**MATERIAL SHOWN**
┄┄┄┄┄┄┄┄┄┄┄┄┄┄┄┄┄┄┄┄

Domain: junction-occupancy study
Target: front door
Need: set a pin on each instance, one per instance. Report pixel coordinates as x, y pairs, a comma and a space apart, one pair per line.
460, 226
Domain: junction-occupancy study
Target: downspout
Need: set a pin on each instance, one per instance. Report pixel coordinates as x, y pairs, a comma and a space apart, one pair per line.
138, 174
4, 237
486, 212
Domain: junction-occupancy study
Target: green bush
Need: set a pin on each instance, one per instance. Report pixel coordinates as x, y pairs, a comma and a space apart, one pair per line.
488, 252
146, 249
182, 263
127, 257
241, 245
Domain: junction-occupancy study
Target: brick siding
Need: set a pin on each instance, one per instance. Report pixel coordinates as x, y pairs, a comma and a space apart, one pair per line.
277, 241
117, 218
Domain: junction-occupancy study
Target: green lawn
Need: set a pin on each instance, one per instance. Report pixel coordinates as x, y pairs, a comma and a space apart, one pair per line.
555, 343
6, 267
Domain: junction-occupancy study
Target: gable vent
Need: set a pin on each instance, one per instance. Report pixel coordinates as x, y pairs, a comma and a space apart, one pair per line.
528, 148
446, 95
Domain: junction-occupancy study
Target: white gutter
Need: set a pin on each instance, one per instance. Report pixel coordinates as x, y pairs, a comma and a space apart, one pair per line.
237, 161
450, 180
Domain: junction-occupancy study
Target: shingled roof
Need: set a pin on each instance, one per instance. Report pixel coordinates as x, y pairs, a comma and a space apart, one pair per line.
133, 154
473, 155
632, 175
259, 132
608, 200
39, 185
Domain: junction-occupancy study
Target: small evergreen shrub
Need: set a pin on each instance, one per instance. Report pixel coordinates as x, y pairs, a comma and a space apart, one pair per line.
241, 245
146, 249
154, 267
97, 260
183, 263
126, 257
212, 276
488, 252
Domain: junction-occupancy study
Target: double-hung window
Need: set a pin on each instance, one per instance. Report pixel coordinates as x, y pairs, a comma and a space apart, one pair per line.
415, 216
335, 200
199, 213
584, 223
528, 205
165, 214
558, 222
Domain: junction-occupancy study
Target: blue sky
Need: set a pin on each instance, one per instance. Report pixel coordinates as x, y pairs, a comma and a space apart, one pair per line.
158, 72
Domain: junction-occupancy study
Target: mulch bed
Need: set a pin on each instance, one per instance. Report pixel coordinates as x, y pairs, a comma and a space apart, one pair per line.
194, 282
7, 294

┄┄┄┄┄┄┄┄┄┄┄┄┄┄┄┄┄┄┄┄

**SHORT TASK**
Copy out every line above that contains the word "Target", one per line and unchanged.

**PROBLEM SOLUTION**
Target: front door
Target: downspout
Target: green bush
Target: brick siding
Target: green lawn
Target: gable vent
Target: white gutter
Target: shingled roof
Target: small evergreen shrub
Target: double-hung window
Target: blue sky
Target: mulch bed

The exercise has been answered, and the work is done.